* Start Input *

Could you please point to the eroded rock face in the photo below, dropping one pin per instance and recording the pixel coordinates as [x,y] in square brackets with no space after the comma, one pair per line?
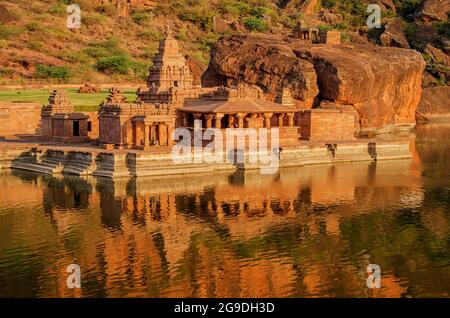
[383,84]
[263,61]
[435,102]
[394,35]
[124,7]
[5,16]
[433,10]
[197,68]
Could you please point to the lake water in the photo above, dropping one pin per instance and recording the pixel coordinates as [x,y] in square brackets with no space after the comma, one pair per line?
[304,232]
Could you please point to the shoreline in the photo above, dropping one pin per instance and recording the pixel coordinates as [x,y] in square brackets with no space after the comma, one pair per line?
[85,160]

* End Input *
* Start Input *

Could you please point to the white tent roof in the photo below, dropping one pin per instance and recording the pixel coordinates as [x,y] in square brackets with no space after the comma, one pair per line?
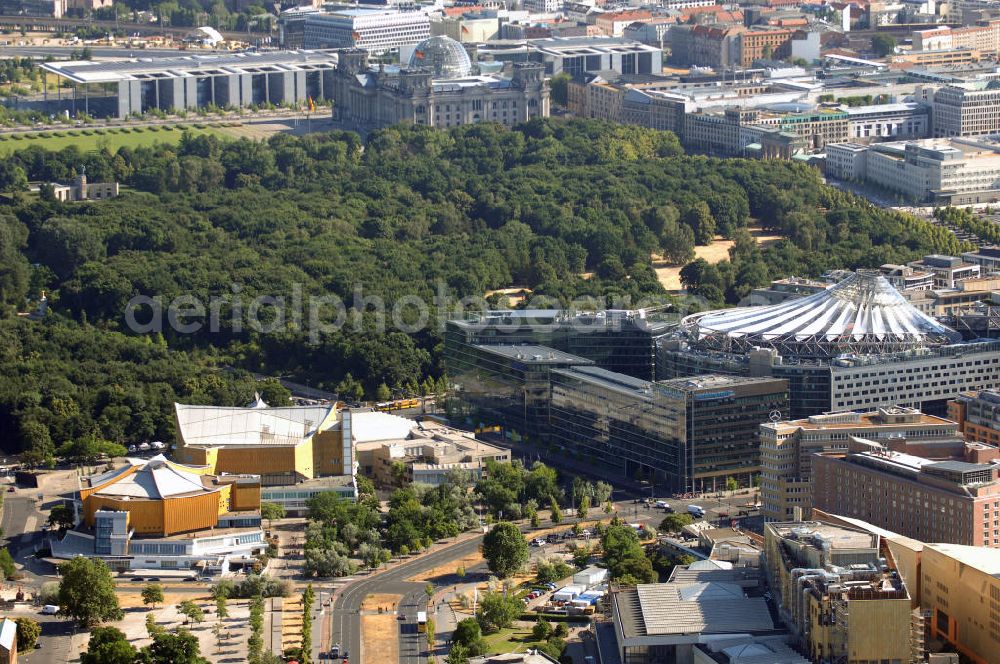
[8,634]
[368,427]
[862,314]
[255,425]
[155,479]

* End Input *
* Start Input *

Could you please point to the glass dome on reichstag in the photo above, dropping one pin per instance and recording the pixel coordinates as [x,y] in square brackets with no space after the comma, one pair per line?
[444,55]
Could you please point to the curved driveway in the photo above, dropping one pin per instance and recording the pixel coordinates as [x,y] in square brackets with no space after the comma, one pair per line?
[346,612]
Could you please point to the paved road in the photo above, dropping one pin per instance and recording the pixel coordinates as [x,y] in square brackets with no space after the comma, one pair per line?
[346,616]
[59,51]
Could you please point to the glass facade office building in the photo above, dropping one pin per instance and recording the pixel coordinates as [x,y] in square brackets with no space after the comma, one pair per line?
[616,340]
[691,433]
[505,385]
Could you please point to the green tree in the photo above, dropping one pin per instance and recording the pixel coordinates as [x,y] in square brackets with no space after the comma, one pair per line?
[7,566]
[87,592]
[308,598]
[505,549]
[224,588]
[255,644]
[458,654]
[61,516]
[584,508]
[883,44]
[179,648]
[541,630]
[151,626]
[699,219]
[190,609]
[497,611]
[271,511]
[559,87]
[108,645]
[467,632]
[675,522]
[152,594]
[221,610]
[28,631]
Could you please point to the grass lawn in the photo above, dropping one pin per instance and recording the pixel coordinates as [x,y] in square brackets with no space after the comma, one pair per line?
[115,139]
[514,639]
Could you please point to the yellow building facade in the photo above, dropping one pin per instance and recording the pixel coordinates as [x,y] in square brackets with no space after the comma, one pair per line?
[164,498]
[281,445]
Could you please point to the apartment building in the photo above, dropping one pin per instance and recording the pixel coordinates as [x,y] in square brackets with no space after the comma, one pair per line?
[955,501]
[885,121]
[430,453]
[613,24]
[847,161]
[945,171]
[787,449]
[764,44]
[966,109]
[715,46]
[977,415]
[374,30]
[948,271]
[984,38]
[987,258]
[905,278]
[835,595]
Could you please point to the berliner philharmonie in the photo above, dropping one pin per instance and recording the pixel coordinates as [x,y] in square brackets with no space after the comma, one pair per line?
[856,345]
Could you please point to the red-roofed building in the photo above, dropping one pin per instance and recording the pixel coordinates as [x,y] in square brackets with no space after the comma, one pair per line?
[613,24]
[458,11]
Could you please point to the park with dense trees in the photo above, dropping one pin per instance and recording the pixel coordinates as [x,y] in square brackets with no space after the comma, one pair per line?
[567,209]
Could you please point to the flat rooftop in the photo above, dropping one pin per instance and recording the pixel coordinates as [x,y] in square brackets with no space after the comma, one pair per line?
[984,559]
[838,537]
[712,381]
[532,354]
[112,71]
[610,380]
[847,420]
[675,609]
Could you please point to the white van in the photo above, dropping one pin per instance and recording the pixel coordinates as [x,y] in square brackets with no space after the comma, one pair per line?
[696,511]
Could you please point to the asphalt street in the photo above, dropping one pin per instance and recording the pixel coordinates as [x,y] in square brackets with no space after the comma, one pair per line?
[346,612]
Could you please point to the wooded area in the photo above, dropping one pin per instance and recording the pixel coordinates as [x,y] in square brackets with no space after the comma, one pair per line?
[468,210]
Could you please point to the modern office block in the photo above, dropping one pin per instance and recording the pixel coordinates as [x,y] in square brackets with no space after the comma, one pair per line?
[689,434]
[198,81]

* End Input *

§ Your instructions: Please list every line above that contains the word "reichstag". Case counts, so copy only the lines where it appears in that exact form.

§ Exercise solution:
Could you please point to the glass dome on reichstag in the photo above, dropping one pin per instance and recording the pixel coordinates as [x,y] in square brackets with no space after the comma, one pair per line?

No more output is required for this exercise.